Top of INPUT

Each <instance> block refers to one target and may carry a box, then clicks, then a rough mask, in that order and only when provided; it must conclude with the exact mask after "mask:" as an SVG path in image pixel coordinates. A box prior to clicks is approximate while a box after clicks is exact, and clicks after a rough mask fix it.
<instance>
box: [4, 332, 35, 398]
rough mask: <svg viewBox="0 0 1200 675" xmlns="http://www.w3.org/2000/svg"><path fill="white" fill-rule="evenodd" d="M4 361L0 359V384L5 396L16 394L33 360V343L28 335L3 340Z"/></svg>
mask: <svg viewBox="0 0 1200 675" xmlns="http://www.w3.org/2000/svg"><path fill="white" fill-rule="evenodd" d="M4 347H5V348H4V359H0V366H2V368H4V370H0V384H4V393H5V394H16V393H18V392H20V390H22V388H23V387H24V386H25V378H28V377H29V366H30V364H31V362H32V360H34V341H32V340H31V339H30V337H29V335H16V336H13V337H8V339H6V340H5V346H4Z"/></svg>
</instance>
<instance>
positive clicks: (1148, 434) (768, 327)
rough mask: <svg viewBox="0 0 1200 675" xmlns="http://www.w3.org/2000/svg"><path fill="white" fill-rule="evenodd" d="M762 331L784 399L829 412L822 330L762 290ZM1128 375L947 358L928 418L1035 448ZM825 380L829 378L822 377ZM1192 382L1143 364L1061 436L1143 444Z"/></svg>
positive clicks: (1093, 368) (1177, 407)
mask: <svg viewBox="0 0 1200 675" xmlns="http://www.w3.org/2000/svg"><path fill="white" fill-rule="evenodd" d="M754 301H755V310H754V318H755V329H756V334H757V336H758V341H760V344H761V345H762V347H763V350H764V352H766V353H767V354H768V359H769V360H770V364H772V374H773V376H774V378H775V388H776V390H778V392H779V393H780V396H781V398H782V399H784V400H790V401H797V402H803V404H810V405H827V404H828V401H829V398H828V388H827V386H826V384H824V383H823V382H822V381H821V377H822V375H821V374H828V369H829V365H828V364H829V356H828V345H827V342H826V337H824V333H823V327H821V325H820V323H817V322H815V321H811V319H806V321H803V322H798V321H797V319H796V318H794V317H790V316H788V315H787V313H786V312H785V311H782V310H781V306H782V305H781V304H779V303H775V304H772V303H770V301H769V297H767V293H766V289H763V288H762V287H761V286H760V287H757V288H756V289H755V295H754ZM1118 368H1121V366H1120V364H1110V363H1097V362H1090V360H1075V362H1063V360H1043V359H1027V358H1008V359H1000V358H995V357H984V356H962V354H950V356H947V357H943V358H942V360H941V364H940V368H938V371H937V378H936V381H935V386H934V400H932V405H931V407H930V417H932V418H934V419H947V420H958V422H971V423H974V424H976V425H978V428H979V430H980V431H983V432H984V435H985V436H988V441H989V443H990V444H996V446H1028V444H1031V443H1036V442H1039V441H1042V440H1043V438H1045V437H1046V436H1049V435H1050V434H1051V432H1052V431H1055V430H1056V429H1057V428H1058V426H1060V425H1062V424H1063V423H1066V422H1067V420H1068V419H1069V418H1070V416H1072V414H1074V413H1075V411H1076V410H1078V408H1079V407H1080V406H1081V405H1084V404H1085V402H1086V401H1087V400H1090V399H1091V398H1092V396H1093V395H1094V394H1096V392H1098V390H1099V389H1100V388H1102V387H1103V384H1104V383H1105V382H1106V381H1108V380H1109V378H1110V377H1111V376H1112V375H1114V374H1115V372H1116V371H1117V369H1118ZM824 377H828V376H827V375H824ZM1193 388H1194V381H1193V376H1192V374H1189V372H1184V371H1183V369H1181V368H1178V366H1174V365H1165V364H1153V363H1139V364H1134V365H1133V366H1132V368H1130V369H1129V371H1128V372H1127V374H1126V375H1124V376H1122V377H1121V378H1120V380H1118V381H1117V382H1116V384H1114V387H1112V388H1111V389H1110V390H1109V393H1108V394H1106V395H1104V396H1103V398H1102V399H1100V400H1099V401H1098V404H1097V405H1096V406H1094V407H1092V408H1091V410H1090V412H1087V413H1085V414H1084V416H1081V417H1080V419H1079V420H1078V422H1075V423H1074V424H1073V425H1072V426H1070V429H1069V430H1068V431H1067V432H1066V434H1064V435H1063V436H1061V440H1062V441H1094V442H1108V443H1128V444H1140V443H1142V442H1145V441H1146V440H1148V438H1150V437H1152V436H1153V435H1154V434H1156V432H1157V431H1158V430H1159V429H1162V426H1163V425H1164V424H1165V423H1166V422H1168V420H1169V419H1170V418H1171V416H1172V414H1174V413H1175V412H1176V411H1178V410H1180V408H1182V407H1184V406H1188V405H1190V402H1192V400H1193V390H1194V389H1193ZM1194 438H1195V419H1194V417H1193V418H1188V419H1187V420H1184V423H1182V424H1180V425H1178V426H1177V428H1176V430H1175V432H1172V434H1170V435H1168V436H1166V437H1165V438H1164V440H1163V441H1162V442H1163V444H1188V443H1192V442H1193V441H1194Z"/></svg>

Bottom of INPUT

#### HOW TO COMPLETE THIS TASK:
Reproduce exactly, and only, the lines from the start of the entries through the one that contains "box: [4, 332, 35, 398]".

#### SOLUTION:
Each <instance> block refers to one target and may carry a box, then clicks, then a rough mask, in that order and only when provided; it must conclude with the exact mask after "mask:" as an SVG path in image pixel coordinates. A box prior to clicks is approximate while a box after clicks is exact, and clicks after a rough mask fix it.
<instance>
box: [4, 332, 35, 398]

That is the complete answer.